- TEXT TO READ -
For the purposes of this Section, contributions to, and forfeitures 
reallocable under any other qualified defined contribution plan 
sponsored by the Employer or by an Affiliate shall be considered as 
contributions to, or forfeitures under the Plan, as the case may be.

               (b)     Secondary Limitation.  In no event shall the 
amount allocated to the Account of any Participant for any Limitation 
Year cause the sum of the Defined Contribution Fraction and the Defined 
Benefit Fraction, described in paragraphs (1) and (2) below, to exceed 
1.0, or such other limitation as may be applicable under Code section 
415 with respect to any combination of qualified plans without 
disqualification of any such plan.

                    (1)     "Defined Benefit Fraction" shall be a 
fraction,

               (A)     the numerator of which is the sum of the 
projected annual benefits of the Participant under all tax-qualified 
defined benefit pension plans sponsored by the Employer and all 
Affiliated Companies (as of the close of the Limitation Year), and

               (B)     the denominator of which is the lesser of (1) 
1.25 multiplied by the dollar limitation in effect under Code section 
415(b)(1)(A) for such Participant Limitation Year, or (2) the product of 
(i) 1.4, multiplied by (ii) the amount which may be taken into account 
under Code section 415(b)(1)(B) with respect to such individual for such 
Limitation Year.

          TEFRA Transition Rule.  In the case of a Participant who 
participated prior to January 1, 1983, in any defined benefit plan of 
the Employer or an Affiliate which was in existence on July 1, 1982, the 
transition rule set forth in section 235(g)(4) of TEFRA may be applied 
in determining the Defined Benefit Plan Fraction.

               (2)     "Defined Contribution Fraction" shall be a 
fraction,

               (A)     the numerator of which is the sum of the Annual 
Additions to the Participant's Account as of the close of the Limitation 
Period of reference, treating as an Annual Addition under the Plan all 
amounts which satisfy the definition of Annual Addition hereunder but 
which were accumulated under any other qualified defined contribution 
plan sponsored by the Employer or any Affiliated Company; and

               (B)     the denominator of which is the sum of the 
denominator increments (as of the close of the Limitation Year) for all 
of the Participant's years of service with the Employer or any 
Affiliated Company, where the denominator increment for each such year 
of service is the lesser of (1) the product determined by multiplying 
1.25 by the dollar limitation in effect under Code section 415(c)(l)(A)

Rows contained in a dataset

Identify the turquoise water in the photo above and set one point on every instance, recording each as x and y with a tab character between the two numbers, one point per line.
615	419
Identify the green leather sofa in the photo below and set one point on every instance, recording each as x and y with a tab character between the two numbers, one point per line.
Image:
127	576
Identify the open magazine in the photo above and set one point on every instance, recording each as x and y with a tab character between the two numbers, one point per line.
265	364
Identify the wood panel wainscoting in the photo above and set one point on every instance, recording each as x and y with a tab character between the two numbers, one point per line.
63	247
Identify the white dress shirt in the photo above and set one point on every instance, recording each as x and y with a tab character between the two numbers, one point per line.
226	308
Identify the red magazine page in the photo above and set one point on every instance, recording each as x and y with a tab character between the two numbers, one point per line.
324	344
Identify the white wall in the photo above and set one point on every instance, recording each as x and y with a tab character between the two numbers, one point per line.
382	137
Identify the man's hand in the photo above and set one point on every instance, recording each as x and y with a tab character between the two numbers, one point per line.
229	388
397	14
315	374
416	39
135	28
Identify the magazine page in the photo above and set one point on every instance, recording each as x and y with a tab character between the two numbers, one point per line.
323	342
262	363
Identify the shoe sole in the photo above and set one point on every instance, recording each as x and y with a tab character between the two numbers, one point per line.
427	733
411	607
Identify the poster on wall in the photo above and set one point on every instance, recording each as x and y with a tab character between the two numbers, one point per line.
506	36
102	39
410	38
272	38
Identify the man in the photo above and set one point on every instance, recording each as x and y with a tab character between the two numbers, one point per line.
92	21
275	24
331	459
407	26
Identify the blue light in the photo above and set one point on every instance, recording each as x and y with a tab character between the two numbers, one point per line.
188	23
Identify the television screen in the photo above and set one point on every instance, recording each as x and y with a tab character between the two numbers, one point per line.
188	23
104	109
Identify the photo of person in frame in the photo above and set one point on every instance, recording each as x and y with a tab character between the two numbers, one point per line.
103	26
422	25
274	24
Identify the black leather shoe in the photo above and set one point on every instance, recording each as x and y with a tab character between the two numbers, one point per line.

- WHAT IS ASKED -
Reproduce the part of the plan limitation text starting with "1.25 multiplied by" and going on through "Limitation Year.".

- WRITTEN SOLUTION -
1.25 multiplied by the dollar limitation in effect under Code section 
415(b)(1)(A) for such Participant Limitation Year, or (2) the product of 
(i) 1.4, multiplied by (ii) the amount which may be taken into account 
under Code section 415(b)(1)(B) with respect to such individual for such 
Limitation Year.